→ THE EXERCISE:
Please copy out the entries starting with the line containing "Target: green grass" and ending with the line containing "(519, 1102)", both included, and add -31 to every coordinate in the answers while leaving every other line as it is.

→ DATA SUPPLIED:
"""
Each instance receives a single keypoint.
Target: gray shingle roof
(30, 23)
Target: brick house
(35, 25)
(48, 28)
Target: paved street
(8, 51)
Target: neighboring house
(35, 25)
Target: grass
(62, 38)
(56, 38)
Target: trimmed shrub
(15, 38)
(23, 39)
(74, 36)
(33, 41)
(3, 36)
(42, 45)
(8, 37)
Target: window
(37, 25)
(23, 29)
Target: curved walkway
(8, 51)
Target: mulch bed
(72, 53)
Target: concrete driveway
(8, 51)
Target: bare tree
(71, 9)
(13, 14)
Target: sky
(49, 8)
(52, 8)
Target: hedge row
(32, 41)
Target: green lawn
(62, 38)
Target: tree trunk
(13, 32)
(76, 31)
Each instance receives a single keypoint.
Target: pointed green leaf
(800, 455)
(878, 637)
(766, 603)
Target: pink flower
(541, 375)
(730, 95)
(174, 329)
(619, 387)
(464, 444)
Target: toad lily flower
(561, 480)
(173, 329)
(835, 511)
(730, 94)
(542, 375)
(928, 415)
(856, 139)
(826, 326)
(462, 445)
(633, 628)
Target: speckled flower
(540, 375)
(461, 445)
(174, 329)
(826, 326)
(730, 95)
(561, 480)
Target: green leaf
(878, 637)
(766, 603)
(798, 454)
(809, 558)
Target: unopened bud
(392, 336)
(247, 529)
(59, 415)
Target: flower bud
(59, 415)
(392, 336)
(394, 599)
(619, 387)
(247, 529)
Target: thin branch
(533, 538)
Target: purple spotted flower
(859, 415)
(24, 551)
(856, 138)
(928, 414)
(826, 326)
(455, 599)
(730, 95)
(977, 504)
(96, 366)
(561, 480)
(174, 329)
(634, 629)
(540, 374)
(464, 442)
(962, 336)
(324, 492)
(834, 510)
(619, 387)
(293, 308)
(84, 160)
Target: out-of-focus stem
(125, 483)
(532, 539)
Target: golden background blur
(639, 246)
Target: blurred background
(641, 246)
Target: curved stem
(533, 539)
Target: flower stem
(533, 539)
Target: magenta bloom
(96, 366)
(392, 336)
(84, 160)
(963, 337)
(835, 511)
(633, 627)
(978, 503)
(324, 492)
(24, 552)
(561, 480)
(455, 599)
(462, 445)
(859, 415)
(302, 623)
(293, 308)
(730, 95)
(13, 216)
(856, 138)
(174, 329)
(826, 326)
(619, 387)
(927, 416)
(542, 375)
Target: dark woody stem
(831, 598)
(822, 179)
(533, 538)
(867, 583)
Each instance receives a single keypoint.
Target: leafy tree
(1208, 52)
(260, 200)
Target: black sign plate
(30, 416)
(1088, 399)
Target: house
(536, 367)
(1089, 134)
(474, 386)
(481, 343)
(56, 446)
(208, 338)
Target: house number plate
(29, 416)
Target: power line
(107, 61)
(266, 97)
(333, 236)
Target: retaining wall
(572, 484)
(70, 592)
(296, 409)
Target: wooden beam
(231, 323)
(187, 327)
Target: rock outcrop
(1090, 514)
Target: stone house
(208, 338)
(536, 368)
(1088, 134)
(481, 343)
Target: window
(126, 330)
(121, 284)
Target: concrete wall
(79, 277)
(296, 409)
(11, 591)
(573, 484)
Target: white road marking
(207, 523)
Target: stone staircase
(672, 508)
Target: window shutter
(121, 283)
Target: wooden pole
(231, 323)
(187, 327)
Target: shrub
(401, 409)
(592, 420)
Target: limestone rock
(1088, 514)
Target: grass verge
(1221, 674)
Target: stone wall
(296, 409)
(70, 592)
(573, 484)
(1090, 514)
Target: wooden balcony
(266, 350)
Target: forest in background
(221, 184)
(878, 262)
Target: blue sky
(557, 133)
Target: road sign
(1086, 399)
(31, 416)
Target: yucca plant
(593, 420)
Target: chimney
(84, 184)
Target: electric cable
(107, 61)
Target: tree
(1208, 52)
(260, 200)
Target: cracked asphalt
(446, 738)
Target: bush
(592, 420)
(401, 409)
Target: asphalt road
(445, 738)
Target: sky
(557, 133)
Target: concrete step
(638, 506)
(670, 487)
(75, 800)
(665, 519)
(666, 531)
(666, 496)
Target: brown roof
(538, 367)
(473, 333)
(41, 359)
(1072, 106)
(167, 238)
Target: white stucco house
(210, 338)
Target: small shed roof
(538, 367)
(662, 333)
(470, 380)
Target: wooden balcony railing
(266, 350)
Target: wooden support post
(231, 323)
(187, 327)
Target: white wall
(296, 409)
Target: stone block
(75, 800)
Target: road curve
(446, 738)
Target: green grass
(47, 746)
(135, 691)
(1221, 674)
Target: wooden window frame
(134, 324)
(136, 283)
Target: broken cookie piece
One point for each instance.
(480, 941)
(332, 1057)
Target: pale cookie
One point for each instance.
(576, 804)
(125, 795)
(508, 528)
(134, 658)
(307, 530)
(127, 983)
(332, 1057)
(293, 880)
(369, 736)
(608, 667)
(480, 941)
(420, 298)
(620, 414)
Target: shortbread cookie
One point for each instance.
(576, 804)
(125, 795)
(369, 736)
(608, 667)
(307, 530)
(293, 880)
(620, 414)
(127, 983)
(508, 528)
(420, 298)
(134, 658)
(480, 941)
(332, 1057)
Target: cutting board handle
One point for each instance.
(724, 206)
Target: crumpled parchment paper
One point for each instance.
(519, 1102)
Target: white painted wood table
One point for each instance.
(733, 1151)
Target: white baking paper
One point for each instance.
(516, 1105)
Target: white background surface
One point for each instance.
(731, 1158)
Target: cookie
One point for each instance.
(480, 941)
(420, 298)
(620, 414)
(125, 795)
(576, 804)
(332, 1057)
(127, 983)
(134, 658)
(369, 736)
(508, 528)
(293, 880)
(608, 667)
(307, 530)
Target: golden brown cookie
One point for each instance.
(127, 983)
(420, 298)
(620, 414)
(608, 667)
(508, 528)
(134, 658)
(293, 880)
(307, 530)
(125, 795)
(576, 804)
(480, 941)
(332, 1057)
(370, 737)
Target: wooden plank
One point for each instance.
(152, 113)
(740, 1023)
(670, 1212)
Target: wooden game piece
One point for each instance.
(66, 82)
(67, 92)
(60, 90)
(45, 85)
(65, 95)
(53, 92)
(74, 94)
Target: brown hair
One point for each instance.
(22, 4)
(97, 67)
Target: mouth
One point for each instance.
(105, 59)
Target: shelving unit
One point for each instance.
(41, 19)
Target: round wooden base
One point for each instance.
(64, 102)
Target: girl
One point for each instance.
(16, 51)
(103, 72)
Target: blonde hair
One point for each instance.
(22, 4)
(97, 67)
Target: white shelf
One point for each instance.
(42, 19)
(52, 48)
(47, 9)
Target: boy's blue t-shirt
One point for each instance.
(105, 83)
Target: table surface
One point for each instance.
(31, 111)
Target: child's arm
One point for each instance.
"""
→ OUTPUT OF THE EXERCISE:
Target: green grass
(16, 715)
(104, 660)
(1190, 643)
Target: wooden window frame
(103, 293)
(105, 252)
Target: broken cookie piece
One point for each instance.
(449, 910)
(301, 1026)
Target: pale cookie
One point for each instance.
(545, 773)
(94, 764)
(477, 497)
(103, 627)
(276, 499)
(96, 952)
(301, 1026)
(262, 849)
(338, 705)
(577, 636)
(449, 910)
(389, 267)
(589, 383)
Target: shortbread cookie
One point for each instance.
(545, 773)
(94, 764)
(338, 705)
(577, 636)
(276, 499)
(262, 849)
(589, 383)
(96, 952)
(477, 497)
(389, 267)
(103, 627)
(449, 910)
(301, 1026)
Target: cutting board handle
One point for each instance.
(693, 175)
Target: crumpled parchment paper
One point for each instance.
(488, 1071)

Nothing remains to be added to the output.